# GEGEVEN TEKST
Op 31 augustus 2020 heeft [eiser] een factuur voor € 23.539,97 exclusief btw aan [gedaagde] gestuurd. Op de factuur staat: “
Factuur [plaats 3] gereed -/- BG wachtkamer, meten, tekenwerk”en “
Uitgevoerd: : Alles gereed voor zover dit mogelijk was/is dus nog te berekenen kosten achterkamer (…)”. [gedaagde] heeft deze factuur niet betaald.
2.25.
Op alle door [eiser] verzonden facturen staat dat betaling uiterlijk binnen 14 dagen na de factuurdatum moet geschieden en termijnbetalingen binnen 10 dagen. Verder staat vermeld dat bij overschrijding van de betalingstermijn een rente van minstens 2% per maand zal worden berekend, onder verwijzing naar de algemene voorwaarden.
2.26.
Bij brief van 13 november 2020 heeft de advocaat van [eiser] [gedaagde] verzocht de openstaande facturen (van 19 april 2020, 19 mei 2020 en 31 augustus 2020) te voldoen en daarbij opgemerkt dat, als tijdige betaling uitblijft, [eiser] aanspraak zal maken op de buitengerechtelijke incassokosten en op de wettelijke handelsrente.

3.Het geschil

3.1.
[eiser] vordert samengevat, na wijziging van eis, dat de rechtbank bij vonnis uitvoerbaar bij voorraad [gedaagde] veroordeelt tot betaling van € 39.387,99 vermeerderd met de wettelijke handelsrente (te verhogen met 2 %) over € 38.230,49, en met veroordeling van [gedaagde] in de kosten van de procedure.

# OPDRACHTEN
**1.** Beantwoord de volgende vragen over het vonnisfragment:
(a) Voor welk bedrag exclusief btw is de factuur van 31 augustus 2020 opgesteld?
(b) Binnen hoeveel dagen na de factuurdatum moet volgens de facturen uiterlijk worden betaald?
(c) Op welke datum schreef de advocaat van [eiser] de brief met het verzoek om betaling?
**2.** Zet het vonnisfragment voort na de laatste zin.
De items hebben niets met het vonnisfragment te maken.

# Items voor positie-identificatie
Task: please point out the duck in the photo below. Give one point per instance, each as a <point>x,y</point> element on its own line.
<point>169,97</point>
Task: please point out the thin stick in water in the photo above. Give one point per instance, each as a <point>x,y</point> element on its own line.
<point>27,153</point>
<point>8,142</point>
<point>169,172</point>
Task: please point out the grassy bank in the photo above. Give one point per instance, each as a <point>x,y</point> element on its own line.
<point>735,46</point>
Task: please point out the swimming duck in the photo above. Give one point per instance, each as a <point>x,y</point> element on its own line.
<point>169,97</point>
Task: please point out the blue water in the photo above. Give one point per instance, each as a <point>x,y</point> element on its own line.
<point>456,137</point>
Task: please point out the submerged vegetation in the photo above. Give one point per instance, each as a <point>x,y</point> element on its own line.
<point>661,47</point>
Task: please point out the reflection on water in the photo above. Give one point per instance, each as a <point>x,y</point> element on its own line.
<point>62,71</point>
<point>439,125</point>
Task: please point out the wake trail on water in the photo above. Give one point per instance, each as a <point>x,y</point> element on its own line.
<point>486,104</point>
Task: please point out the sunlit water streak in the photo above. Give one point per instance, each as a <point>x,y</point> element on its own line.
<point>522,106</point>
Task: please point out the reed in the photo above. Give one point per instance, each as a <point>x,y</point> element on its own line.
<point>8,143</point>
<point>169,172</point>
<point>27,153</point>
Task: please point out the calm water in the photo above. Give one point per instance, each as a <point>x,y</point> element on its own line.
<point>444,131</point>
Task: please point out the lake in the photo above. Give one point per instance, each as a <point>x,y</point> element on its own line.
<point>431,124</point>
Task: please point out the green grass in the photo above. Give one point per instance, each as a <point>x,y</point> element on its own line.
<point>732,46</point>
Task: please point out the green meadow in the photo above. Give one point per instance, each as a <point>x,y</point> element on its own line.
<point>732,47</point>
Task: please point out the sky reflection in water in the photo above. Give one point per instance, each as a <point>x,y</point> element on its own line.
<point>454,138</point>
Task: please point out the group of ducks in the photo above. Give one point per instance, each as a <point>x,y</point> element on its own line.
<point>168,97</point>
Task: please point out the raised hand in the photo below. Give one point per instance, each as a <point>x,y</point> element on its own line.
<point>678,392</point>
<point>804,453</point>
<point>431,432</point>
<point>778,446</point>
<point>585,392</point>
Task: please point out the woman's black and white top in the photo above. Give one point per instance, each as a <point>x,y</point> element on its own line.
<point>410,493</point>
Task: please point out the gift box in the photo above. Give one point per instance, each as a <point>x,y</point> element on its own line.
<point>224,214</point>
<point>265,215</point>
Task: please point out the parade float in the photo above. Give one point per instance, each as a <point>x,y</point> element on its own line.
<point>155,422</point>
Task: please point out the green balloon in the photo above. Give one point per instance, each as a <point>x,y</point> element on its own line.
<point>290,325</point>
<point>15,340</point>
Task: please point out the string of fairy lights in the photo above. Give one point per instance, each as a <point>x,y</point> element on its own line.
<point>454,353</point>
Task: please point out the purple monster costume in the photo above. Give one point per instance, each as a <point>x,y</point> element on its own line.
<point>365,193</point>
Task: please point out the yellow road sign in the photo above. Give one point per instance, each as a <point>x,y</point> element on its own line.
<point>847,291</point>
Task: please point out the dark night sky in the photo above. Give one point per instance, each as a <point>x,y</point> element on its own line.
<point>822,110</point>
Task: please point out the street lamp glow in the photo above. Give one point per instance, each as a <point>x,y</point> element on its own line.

# ANTWOORDEN
**1.**
(a) € 23.539,97
(b) Binnen 14 dagen
(c) 13 november 2020

**2.**
3.2.
[eiser] legt aan de vordering het volgende ten grondslag. Kort na aanvang van de werkzaamheden bleek dat er meer werk gedaan moest worden dan waarmee in de offerte rekening was gehouden. Partijen zijn dat meerwerk overeengekomen. De (mondelinge) afspraak was dat [eiser] alle installatiewerkzaamheden op regiebasis zou uitvoeren en dat hij regelmatig zou factureren, onder toezending van overzichten van de gewerkte uren en materialen. [eiser] heeft voor in totaal € 72.248,44 exclusief btw materialen geleverd en werkzaamheden voor [gedaagde] verricht. Door [gedaagde] is een bedrag van € 40.652,99 exclusief btw voldaan. Er staat dus nog open een bedrag van € 31.595,45 exclusief btw (te weten: € 38.230,49 inclusief btw). Dit bedrag heeft [gedaagde] ondanks sommaties onbetaald gelaten. Door met betaling in gebreke te blijven is [gedaagde] ook buitengerechtelijke incassokosten en wettelijke handelsrente verschuldigd.
3.3.
[gedaagde] betwist de vordering en concludeert tot afwijzing daarvan.

4.De beoordeling

Niet-ontvankelijkheid?

4.1.
[gedaagde] stelt dat sprake is van schuldeisersverzuim omdat [eiser] op enig moment niet meer kwam opdagen, waardoor [eiser] niet-ontvankelijk zou zijn. Deze stelling is onvoldoende onderbouwd en slaagt daarom niet. Overigens vindt deze stelling ook geen steun in de in het geding gebrachte stukken; daaruit volgt dat [eiser] steeds is blijven werken, ook nadat een akkoord op zijn prijsopgaves van 7 en 14 juni 2020 uitbleef.
4.2.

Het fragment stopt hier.